Source data
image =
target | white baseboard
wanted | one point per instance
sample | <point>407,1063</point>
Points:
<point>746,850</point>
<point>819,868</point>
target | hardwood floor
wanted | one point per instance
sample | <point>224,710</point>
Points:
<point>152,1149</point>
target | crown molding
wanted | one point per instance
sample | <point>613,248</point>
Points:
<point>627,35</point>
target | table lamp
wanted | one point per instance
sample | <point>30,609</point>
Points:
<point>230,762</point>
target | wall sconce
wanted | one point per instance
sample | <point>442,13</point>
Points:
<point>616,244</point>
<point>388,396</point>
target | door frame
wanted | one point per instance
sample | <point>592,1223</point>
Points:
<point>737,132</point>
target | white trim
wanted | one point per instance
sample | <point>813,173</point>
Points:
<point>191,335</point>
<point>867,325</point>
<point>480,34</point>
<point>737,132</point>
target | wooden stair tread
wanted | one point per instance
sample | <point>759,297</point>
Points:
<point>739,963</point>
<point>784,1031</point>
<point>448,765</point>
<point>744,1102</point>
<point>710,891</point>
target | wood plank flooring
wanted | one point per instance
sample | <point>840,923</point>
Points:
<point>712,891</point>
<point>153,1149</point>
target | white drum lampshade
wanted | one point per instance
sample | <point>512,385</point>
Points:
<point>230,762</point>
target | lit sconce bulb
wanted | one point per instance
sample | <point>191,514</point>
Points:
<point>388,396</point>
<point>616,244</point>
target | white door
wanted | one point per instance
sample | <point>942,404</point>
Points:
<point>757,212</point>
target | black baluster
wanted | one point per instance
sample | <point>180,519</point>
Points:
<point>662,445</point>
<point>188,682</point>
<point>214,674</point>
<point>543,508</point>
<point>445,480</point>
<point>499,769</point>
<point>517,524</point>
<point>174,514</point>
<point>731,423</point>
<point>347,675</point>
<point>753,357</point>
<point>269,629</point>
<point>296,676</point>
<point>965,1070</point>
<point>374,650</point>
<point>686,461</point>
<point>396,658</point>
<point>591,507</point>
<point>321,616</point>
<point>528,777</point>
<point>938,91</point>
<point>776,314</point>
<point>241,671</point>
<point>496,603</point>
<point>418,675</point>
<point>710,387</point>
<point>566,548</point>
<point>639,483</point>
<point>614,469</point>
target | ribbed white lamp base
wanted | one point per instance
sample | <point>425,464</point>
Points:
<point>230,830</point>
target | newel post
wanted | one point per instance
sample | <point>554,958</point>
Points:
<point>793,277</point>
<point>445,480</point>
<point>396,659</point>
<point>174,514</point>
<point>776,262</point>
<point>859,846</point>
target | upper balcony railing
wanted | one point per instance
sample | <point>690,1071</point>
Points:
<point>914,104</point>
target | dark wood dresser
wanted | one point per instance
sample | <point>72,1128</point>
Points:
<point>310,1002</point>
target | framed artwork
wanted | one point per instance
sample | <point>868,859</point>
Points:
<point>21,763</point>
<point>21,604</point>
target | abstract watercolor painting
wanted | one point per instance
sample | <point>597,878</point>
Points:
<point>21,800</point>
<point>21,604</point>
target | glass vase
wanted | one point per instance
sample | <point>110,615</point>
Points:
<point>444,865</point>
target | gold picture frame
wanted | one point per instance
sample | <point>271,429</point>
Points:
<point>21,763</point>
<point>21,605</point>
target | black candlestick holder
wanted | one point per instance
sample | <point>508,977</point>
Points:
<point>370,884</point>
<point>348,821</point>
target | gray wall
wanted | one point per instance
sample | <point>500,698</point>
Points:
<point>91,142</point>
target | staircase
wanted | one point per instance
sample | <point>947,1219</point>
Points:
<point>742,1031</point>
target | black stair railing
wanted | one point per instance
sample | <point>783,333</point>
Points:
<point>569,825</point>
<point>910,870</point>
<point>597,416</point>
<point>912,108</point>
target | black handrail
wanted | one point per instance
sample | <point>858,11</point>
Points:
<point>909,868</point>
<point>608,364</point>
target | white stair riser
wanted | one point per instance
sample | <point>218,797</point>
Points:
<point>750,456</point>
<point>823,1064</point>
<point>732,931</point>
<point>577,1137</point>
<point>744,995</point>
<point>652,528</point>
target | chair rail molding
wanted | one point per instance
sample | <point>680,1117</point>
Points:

:: Exercise objective ::
Retype all of the records so that every line matches the original exactly.

:: Expected answer ::
image =
target | white baseboard
wanted | one point per instance
sample | <point>407,1063</point>
Points:
<point>746,850</point>
<point>819,868</point>
target | hardwood floor
wanted | one point per instance
sample | <point>224,710</point>
Points:
<point>152,1149</point>
target | crown molding
wanted | one point per instance
sample | <point>613,248</point>
Points:
<point>627,35</point>
target | table lamp
wanted | one point per instance
sample | <point>30,609</point>
Points:
<point>230,762</point>
target | wall sconce
wanted | one point per instance
sample | <point>442,13</point>
Points:
<point>616,244</point>
<point>388,396</point>
target | door frame
wanted | one point per instance
sample | <point>592,1223</point>
Points:
<point>737,132</point>
target | white trim
wanted | one point per instance
sample | <point>813,173</point>
Points:
<point>191,335</point>
<point>867,325</point>
<point>480,34</point>
<point>737,132</point>
target | wooden stair tread
wanted | one point per instance
sample | <point>759,297</point>
Points:
<point>739,963</point>
<point>784,1031</point>
<point>448,765</point>
<point>744,1102</point>
<point>710,891</point>
target | wood plank flooring
wanted | one point per instance
sample | <point>840,923</point>
Points:
<point>712,891</point>
<point>153,1149</point>
target | white drum lampshade
wanted | one point per instance
sample | <point>512,385</point>
Points:
<point>230,762</point>
target | lit sconce bulb
wanted | one point per instance
sample | <point>191,514</point>
Points:
<point>388,396</point>
<point>616,244</point>
target | white door
wanted | one point per instance
sample | <point>942,404</point>
Points:
<point>757,212</point>
target | black baluster
wanted | one point per instance
sample | <point>180,519</point>
Points:
<point>662,445</point>
<point>188,682</point>
<point>214,674</point>
<point>543,508</point>
<point>445,480</point>
<point>499,769</point>
<point>517,524</point>
<point>174,514</point>
<point>731,423</point>
<point>347,675</point>
<point>753,357</point>
<point>269,629</point>
<point>296,676</point>
<point>965,1070</point>
<point>374,650</point>
<point>686,461</point>
<point>396,658</point>
<point>591,507</point>
<point>321,616</point>
<point>528,777</point>
<point>938,91</point>
<point>776,314</point>
<point>241,671</point>
<point>496,603</point>
<point>418,675</point>
<point>710,387</point>
<point>566,548</point>
<point>639,483</point>
<point>614,469</point>
target | ribbed white lamp base
wanted | one point per instance
sample | <point>425,464</point>
Points:
<point>230,830</point>
target | newel post
wanted | one point per instance
sample | <point>554,958</point>
Points:
<point>793,277</point>
<point>445,480</point>
<point>396,659</point>
<point>174,514</point>
<point>776,262</point>
<point>859,846</point>
target | upper balcony railing
wanted | one point per instance
sample | <point>690,1071</point>
Points:
<point>914,104</point>
target | dark wood dresser
wanted | one point per instance
sample | <point>72,1128</point>
Points:
<point>310,1002</point>
target | framed artwork
wanted | one point per instance
sample | <point>868,859</point>
Points:
<point>21,763</point>
<point>21,604</point>
target | abstract watercolor painting
wanted | one point per instance
sample | <point>597,878</point>
Points:
<point>21,800</point>
<point>21,604</point>
target | glass vase
wanted | one point per instance
sample | <point>110,615</point>
Points:
<point>444,865</point>
target | gold picture frame
wanted | one point per instance
sample | <point>271,429</point>
Points:
<point>21,763</point>
<point>21,605</point>
target | black candlestick holder
wanted | one point per instance
sample | <point>508,977</point>
Points:
<point>370,884</point>
<point>348,821</point>
target | gray wall
wanted | one point per instance
sample | <point>500,698</point>
Points:
<point>91,142</point>
target | staircase
wanted | one point per instance
sample | <point>947,1219</point>
Points:
<point>742,1031</point>
target | black stair railing
wanted | one point per instance
sample | <point>783,333</point>
Points:
<point>569,825</point>
<point>910,870</point>
<point>597,416</point>
<point>912,108</point>
target | black handrail
wanted | one point per instance
sample | <point>858,11</point>
Points:
<point>909,868</point>
<point>608,364</point>
target | white stair riser
wanted | one point per instance
sample | <point>218,797</point>
Points:
<point>750,456</point>
<point>823,1064</point>
<point>732,931</point>
<point>577,1137</point>
<point>744,995</point>
<point>652,528</point>
target | chair rail molding
wanted | one point per instance
sample | <point>680,1117</point>
Points:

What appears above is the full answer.